Below is a block of records; repeat each one exactly.

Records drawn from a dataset

════════

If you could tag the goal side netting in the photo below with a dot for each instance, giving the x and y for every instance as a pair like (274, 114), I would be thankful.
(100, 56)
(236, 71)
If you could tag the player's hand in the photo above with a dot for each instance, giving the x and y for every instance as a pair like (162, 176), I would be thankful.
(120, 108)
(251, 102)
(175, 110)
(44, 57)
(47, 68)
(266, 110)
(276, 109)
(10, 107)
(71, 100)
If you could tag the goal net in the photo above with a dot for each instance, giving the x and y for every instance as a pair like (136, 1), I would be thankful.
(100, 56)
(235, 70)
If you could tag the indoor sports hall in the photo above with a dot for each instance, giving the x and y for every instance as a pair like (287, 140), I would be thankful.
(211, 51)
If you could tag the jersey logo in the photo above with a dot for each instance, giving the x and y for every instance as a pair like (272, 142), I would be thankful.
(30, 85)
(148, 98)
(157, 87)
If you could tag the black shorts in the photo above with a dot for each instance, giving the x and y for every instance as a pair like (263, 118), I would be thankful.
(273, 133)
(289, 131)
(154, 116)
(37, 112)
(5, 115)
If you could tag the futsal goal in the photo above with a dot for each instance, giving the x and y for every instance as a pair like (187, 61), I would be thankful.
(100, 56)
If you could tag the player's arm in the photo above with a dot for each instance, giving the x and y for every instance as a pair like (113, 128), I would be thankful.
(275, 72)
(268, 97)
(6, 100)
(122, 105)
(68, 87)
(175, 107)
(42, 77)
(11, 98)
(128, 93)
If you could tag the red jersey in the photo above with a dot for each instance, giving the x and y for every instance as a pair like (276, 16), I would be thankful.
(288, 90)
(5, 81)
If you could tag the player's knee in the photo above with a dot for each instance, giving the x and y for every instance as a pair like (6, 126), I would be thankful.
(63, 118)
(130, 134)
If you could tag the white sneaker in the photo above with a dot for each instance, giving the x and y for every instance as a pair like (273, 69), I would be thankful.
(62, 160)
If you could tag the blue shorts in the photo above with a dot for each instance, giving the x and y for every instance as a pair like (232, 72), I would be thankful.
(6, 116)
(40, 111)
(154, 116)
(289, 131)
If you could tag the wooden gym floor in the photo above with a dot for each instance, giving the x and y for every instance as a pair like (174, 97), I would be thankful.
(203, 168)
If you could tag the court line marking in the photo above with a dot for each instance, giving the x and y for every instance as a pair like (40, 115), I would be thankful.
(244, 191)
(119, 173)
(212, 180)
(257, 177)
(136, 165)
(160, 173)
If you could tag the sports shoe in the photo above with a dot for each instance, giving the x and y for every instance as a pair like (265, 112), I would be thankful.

════════

**PROBLEM SOLUTION:**
If you could tag the goal side netting in the photo below with a dot for each instance, giving the x and y for every instance as a pair like (274, 114), I would be thankful.
(100, 56)
(236, 71)
If you could tag the player's hand in the photo above with a dot for each instance, giving the x and y for every instance as a pair like (162, 176), I would be thankful.
(120, 108)
(251, 102)
(175, 110)
(44, 57)
(47, 68)
(266, 110)
(276, 109)
(10, 107)
(71, 100)
If you could tag the goal net in the photo above with a dot for each instance, giving the x and y for every instance as a pair like (136, 1), I would be thankful.
(100, 56)
(235, 70)
If you could tag the indoor sports hall in the photo above with a dot for each instance, giving the x and y for every instance as a pair like (287, 140), I would be thankful.
(211, 51)
If you could tag the jersey logo in the photo above with a dot for each instance, giving the x and y for every instance as a pair like (272, 142), I would be thankful.
(30, 85)
(148, 98)
(157, 87)
If you could tag the black shorts in the photo above with a dot for each instance, giving the x and y for every instance as a pair like (263, 118), I would be thankful.
(273, 133)
(289, 131)
(154, 116)
(37, 112)
(5, 115)
If you could tag the futsal goal in the photo above with a dot for each instance, giving the x and y for every instance as a pair like (187, 61), I would be thankful.
(100, 56)
If you could tag the player's arm in the photo above with a dot for each instance, giving the x and y for every instance as a pair like (113, 128), I would be thankful.
(275, 72)
(268, 97)
(6, 100)
(122, 105)
(68, 87)
(175, 107)
(42, 77)
(11, 98)
(128, 93)
If you could tag the red jersey in the photo above with a dot for each instance, giving the x and y for every instance as a pair like (276, 16), I would be thankful.
(288, 90)
(5, 81)
If you could tag the player's knee in the photo above with a dot for each instance, giving the x and y for every instance as a pair like (6, 126), I would be thankful.
(63, 118)
(130, 134)
If you could tag the white sneaker in the photo above with a dot for each instance, giving the x and y for every instance as a pair like (273, 69), I would be thankful.
(62, 160)
If you could tag the blue shorts in the photo above with a dot for each instance, giving the x and y for every instance as a pair like (232, 72), I would be thankful.
(6, 116)
(40, 111)
(154, 116)
(289, 131)
If you could tag the wooden gym floor in the photo above with a dot for each instance, giving the x and y for every instance as a pair like (174, 97), I would be thankful.
(203, 168)
If you could tag the court line marking in the photo above with a dot for each instance, giving the x and y for every instance as a pair like (40, 115), I would be thankful.
(244, 191)
(119, 173)
(212, 180)
(257, 177)
(136, 165)
(160, 173)
If you could tag the sports shoe in the photo above with a dot for each instance, giving the x and y for every instance as a pair like (265, 112), I would be thankful.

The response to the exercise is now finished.